Brano scelto:
___
La cosa più incredibile è che quello che noi immaginiamo e raccontiamo oggi, cioè l’interesse dei grandi gruppi dell’Europa del nord per la logistica che bloccano le infrastrutture del sud Italia, un grande politico milanese lo aveva già scritto.

Il Canale di Suez è stato inaugurato il 17/11/1869. Cesare Correnti, nel Bollettino della Società Geografica Italiana editato a partire dall’agosto 1868, ricordava ai soci come la nuova centralità del Mediterraneo, imponesse all’Italia post unitaria, una politica di grandezza.

Per il politico milanese bisognava però agire con la massima celerità per porre il paese nella condizione di intercettare i flussi provenienti dall’oriente e non essere sopraffatti da grandi e medie potenze.

“Se non si riesce a pigliar posto subito, non si sarà fatto nulla. Marsiglia e Trieste minacciano di girar per due fianchi l’Italia di rendere inutile il molo della Penisola Japigica, di tirar a sé tutte le navi che sboccheranno dal bosforo egiziano e di far considerare le costiere italiane nulla più che un inciampo buttato in mezzo al Mediterraneo”. Cesare Correnti fu suo malgrado buon profeta.

Il vero obiettivo dei grandi gestori della logistica del Nord Europa e dei loro amici politici è solo ed esclusivamente bloccare la grande potenzialità dei porti meridionali, obiettivo naturalmente nascosto perché si fa di tutto per bloccare il Ponte, ma si nasconde che il loro grande interesse è bloccare o rimandare più tardi possibile la realizzazione dei corridoi ferroviari che assicurano ai porti meridionali di poter esprimere tutta la loro potenzialità.
___
Voci archiviate da una raccolta
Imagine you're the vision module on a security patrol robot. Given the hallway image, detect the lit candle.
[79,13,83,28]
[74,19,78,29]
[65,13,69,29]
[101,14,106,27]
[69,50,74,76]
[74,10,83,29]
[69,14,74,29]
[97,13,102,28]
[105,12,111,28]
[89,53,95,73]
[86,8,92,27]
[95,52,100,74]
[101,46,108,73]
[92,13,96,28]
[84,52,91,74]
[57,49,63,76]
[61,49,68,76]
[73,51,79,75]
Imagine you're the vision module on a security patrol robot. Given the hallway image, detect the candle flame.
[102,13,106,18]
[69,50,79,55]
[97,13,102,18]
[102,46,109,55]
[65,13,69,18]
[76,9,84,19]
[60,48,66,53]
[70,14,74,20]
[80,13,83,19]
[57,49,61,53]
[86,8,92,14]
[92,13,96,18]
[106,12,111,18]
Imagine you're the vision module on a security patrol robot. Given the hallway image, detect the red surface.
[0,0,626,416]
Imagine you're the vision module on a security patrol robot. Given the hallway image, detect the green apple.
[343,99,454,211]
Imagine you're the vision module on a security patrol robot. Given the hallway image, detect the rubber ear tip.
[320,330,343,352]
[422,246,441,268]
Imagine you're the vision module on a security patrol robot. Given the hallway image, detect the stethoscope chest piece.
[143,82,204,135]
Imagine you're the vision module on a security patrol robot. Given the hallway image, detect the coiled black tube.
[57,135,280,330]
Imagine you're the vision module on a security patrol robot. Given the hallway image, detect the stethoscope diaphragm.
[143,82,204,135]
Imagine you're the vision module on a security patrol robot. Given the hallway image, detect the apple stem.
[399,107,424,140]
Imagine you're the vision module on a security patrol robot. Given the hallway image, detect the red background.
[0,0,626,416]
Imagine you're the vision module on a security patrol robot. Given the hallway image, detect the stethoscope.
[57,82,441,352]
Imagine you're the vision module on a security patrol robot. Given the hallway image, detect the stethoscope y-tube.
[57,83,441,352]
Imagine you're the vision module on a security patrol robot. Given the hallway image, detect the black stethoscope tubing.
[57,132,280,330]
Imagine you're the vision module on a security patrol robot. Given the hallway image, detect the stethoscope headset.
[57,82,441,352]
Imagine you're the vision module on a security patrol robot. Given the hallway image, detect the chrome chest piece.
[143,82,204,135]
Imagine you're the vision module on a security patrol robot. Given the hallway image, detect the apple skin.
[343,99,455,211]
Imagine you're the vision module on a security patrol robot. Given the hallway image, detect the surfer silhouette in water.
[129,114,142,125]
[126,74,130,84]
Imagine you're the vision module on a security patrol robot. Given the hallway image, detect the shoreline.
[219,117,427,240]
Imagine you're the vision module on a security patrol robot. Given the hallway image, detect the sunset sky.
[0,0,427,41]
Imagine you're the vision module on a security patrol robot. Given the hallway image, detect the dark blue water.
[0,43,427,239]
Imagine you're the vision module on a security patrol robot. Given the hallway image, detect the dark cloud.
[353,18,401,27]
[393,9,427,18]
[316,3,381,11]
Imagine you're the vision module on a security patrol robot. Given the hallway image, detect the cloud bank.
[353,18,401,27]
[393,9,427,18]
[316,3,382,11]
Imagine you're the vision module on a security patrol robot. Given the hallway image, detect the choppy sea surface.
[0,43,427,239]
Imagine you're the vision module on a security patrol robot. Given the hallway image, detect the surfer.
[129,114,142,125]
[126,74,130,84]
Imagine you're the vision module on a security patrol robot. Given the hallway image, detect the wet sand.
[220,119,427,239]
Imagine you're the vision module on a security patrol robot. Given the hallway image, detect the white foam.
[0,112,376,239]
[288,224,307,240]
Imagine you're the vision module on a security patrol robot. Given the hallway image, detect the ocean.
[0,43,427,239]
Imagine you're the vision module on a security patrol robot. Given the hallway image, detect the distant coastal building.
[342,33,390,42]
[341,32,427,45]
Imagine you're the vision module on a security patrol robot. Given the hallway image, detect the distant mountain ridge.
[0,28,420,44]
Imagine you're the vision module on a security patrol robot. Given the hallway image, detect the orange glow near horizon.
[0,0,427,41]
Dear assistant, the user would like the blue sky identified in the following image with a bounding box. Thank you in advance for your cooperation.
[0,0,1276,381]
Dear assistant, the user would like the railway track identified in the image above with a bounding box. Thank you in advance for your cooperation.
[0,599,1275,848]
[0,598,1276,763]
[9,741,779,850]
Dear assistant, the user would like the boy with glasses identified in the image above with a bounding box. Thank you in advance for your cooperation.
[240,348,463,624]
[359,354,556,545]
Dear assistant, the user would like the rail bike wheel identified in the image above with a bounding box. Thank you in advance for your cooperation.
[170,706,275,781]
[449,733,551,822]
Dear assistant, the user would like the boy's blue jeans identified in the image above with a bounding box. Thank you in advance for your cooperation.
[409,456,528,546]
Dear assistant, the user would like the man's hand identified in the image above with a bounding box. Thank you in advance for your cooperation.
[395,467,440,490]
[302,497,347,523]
___
Breve esercizio 1:
Trascrivi dal brano sui porti meridionali il passo che comincia con "La cosa più" e finisce con "e medie potenze.".
Breve esercizio 2:
Riprendi il brano sui porti meridionali e proseguilo dal punto in cui si ferma.
Le voci provengono da un'altra fonte.

Risultato 1:
La cosa più incredibile è che quello che noi immaginiamo e raccontiamo oggi, cioè l’interesse dei grandi gruppi dell’Europa del nord per la logistica che bloccano le infrastrutture del sud Italia, un grande politico milanese lo aveva già scritto.

Il Canale di Suez è stato inaugurato il 17/11/1869. Cesare Correnti, nel Bollettino della Società Geografica Italiana editato a partire dall’agosto 1868, ricordava ai soci come la nuova centralità del Mediterraneo, imponesse all’Italia post unitaria, una politica di grandezza.

Per il politico milanese bisognava però agire con la massima celerità per porre il paese nella condizione di intercettare i flussi provenienti dall’oriente e non essere sopraffatti da grandi e medie potenze.

Risultato 2:
Una nazione come l’Italia bagnata in quasi tutte le sue parti dal Mediterraneo deve ritornare ad essere grande nel mare nostrum e sviluppare appieno la logistica nei porti del meridione d’Italia, soprattutto in quelli di Augusta, Gioia Tauro anche per ingrandire e migliorare gli scambi economici con l’Africa.

Ci sarebbe da discutere molto sul blocco dell’ex corridoio 1 Berlino-Palermo fermo da sempre a Battipaglia, o sulla scelta di impegnarsi sul corridoio ferroviario Helsinki-La Valletta che molti esperti considerano pensato e realizzato per non far proseguire il corridoio verso il Porto di Gioia Tauro e la Sicilia, oppure la caducazione dei contratti legati al Ponte sullo Stretto ad opera del Governo Monti che insieme ad RFI raccontano che è antieconomico realizzare il corridoio ferroviario di AV-AC Battipaglia-Reggio Calabria Messina-Catania-Palermo se non si costruisce il ponte. Per il momento si favoriscono gli interessi dei grandi gestori della logistica del Nord Europa sempre attenti a che non si faccia crescere la portualità meridionale bloccando le infrastrutture.

Da quando si parla del PNRR tutti sono molti attenti a precisare che una grande percentuale di quelle risorse devono essere spese al Sud.

Nei fatti vediamo che la ex Ministra De Micheli oltre a rimandare la questione Ponte sullo Stretto con l’istituzione di un GdL impegna i primi 500 milioni del PNRR e ne prevede altrettanti per il Porto di Genova, mentre il suo collega triestino Patuanelli ne prevede 388 milioni per il Porto di Trieste, a cui vanni aggiunti i 112 milioni di euro che RFI prevede per aumentare il traffico merci nello stesso Porto.

Ci saremmo aspettati che eguali risorse, rispettando la volontà dell’Europa sul PNRR fossero impegnate e spese nel Porto di Gioia Tauro e Augusta, ma non è così. Se dovessimo giudicare questi Ministri per quello che hanno fatto al Sud, diremmo che somigliano a quegli Assessori regionali che guardano ai loro interessi politici.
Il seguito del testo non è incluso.